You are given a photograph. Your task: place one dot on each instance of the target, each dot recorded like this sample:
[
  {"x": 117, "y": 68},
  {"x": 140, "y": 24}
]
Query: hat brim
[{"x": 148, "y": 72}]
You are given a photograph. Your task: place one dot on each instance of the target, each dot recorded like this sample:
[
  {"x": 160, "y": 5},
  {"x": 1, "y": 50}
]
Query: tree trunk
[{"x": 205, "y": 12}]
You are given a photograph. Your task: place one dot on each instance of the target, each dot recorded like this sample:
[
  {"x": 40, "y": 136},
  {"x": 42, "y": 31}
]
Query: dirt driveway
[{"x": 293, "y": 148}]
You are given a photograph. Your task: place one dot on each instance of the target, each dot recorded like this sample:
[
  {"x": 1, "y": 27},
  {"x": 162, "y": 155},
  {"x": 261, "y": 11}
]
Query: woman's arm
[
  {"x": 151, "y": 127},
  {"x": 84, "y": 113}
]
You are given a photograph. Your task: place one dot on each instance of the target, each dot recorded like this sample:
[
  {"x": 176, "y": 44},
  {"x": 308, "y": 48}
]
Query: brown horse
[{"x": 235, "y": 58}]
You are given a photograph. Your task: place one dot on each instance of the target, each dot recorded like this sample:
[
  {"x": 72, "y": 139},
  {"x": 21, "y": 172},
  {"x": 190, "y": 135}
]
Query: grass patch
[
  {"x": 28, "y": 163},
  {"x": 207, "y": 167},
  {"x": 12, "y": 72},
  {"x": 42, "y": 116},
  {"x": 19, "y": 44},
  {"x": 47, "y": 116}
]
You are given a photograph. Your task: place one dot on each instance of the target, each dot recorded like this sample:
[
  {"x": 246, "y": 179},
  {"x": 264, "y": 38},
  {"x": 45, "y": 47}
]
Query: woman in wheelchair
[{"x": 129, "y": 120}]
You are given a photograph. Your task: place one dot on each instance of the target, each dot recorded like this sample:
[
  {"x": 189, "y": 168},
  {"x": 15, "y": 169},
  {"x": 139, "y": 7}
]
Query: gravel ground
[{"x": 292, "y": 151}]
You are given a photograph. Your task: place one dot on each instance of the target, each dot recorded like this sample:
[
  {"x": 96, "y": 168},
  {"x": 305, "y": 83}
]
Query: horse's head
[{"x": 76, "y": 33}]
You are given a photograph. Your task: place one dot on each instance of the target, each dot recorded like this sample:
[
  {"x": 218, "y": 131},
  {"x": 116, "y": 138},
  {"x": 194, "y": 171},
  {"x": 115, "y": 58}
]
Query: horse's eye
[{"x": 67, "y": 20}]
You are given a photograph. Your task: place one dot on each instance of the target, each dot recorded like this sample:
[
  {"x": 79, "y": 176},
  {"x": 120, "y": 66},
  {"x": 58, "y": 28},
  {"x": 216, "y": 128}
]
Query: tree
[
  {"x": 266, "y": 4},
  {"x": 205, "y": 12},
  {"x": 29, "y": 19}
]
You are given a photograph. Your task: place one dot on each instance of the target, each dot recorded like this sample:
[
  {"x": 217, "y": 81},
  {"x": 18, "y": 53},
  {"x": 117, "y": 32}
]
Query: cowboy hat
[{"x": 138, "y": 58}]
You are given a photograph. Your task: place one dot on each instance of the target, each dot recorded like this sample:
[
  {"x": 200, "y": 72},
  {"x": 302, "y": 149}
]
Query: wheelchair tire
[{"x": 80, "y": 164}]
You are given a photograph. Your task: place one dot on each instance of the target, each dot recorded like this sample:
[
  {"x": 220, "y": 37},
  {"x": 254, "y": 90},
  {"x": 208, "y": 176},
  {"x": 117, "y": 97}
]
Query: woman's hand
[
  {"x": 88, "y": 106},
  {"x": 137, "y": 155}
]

*****

### Yapacağınız İş
Yukarıdaki malzemede "woman" dizgesinin geçtiği kaç satır olduğunu belirtin. Yalnızca sayıyı yazın.

### Görevin Yanıtı
3